• Ziel der Übung
Ordne die Zeilen von der Zeile mit „Pick out the stone step.“ bis zum Ende der Daten als nummerierte Liste an und lass dabei Leerzeilen weg. Die Bilder gehören nicht in die Antwort.

┌──

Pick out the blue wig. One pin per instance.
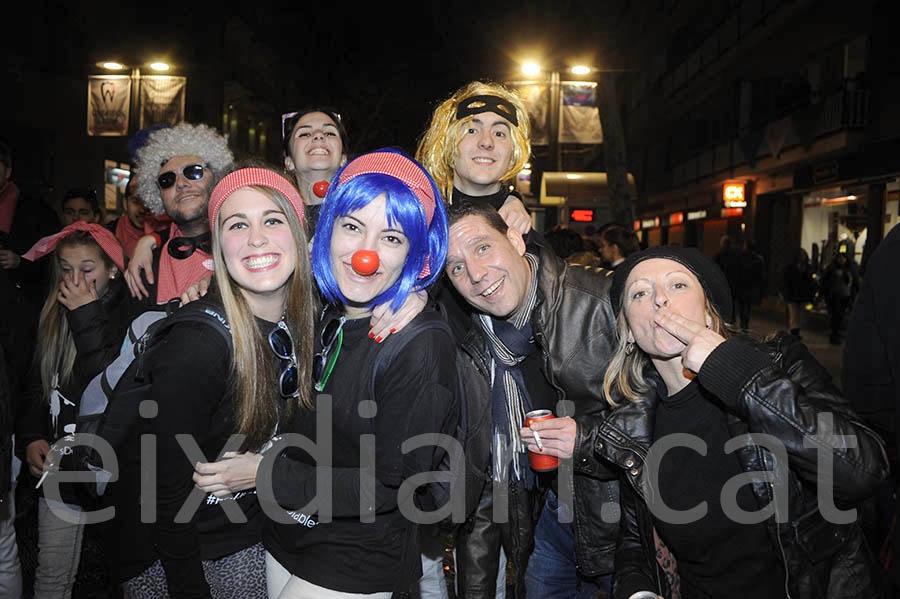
(403, 207)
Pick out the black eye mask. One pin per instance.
(495, 104)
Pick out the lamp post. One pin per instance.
(533, 69)
(157, 66)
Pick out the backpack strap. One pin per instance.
(201, 310)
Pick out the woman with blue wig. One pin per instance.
(381, 235)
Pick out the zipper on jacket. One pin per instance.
(787, 573)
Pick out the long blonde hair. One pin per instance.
(439, 146)
(56, 346)
(254, 374)
(625, 376)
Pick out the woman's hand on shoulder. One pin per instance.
(385, 321)
(234, 472)
(35, 454)
(515, 215)
(196, 291)
(699, 340)
(141, 260)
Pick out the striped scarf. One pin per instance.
(506, 360)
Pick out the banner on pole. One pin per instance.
(537, 103)
(162, 100)
(579, 121)
(109, 102)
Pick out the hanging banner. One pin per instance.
(579, 120)
(109, 102)
(537, 102)
(162, 100)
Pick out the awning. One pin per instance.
(578, 189)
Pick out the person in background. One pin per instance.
(798, 288)
(129, 228)
(9, 192)
(476, 144)
(80, 204)
(315, 147)
(176, 169)
(839, 286)
(615, 244)
(82, 324)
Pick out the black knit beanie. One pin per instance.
(710, 276)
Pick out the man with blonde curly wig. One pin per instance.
(176, 169)
(477, 143)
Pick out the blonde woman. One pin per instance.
(209, 389)
(82, 323)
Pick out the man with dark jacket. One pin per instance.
(543, 333)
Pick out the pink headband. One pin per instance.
(399, 167)
(103, 236)
(253, 176)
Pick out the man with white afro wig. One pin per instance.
(176, 170)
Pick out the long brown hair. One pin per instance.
(253, 372)
(56, 346)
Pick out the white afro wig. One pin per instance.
(181, 140)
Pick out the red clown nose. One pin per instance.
(320, 189)
(365, 262)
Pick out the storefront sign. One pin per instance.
(733, 195)
(825, 172)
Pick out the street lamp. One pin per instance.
(532, 69)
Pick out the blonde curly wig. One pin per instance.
(439, 146)
(181, 140)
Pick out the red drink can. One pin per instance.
(539, 461)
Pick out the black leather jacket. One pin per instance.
(777, 389)
(574, 326)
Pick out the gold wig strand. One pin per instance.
(439, 146)
(254, 374)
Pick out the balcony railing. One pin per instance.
(841, 111)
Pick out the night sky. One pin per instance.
(384, 67)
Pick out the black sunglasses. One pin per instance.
(325, 359)
(193, 172)
(283, 346)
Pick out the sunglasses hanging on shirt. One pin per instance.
(282, 345)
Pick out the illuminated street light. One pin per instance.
(531, 68)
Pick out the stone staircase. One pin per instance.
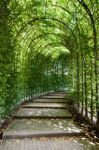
(47, 116)
(45, 124)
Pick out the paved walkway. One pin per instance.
(45, 124)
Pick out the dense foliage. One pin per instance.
(49, 45)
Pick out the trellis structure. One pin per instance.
(49, 45)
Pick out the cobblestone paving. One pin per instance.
(49, 144)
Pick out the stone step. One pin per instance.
(54, 97)
(46, 105)
(41, 100)
(42, 112)
(73, 143)
(42, 128)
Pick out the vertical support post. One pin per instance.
(78, 87)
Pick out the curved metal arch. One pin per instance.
(41, 36)
(44, 18)
(50, 44)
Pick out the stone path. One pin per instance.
(45, 124)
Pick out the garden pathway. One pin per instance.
(45, 124)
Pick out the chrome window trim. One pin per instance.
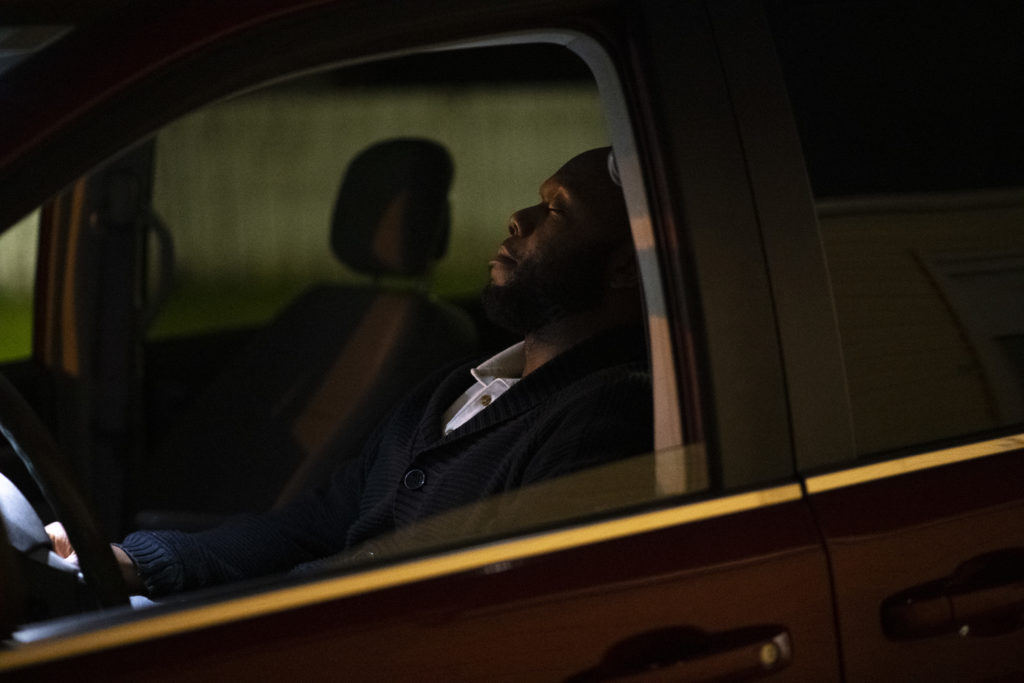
(916, 463)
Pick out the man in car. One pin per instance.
(574, 393)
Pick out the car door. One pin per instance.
(908, 126)
(716, 570)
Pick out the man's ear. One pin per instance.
(623, 272)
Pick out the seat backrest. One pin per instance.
(316, 380)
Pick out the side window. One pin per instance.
(17, 260)
(914, 157)
(245, 196)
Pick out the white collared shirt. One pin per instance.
(494, 377)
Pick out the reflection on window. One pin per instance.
(17, 271)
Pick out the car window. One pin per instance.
(909, 124)
(17, 259)
(243, 195)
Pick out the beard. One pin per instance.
(544, 290)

└──

• Vollständige Antwort
1. Pick out the stone step. One pin per instance.
2. (54, 97)
3. (46, 105)
4. (41, 100)
5. (42, 112)
6. (73, 143)
7. (42, 128)
8. Pick out the vertical support post. One pin per instance.
9. (78, 87)
10. Pick out the curved metal arch. One pin per instance.
11. (41, 36)
12. (44, 18)
13. (50, 44)
14. Pick out the stone path. One pin per instance.
15. (45, 124)
16. Pick out the garden pathway. One pin per instance.
17. (45, 124)
18. Pick out the chrome window trim. One pin per instance.
19. (916, 463)
20. Pick out the man in car. One pin per instance.
21. (574, 393)
22. Pick out the car door. One pin per instance.
23. (908, 126)
24. (716, 570)
25. Pick out the man's ear. One pin per instance.
26. (623, 272)
27. Pick out the seat backrest. One pin per instance.
28. (316, 380)
29. Pick out the side window. One pin per instance.
30. (17, 260)
31. (914, 157)
32. (245, 196)
33. Pick out the white collared shirt. One pin per instance.
34. (494, 377)
35. Pick out the reflection on window. One pin per instance.
36. (17, 271)
37. Pick out the car window. One pin per instance.
38. (909, 124)
39. (17, 259)
40. (243, 195)
41. Pick out the beard. One pin per instance.
42. (544, 290)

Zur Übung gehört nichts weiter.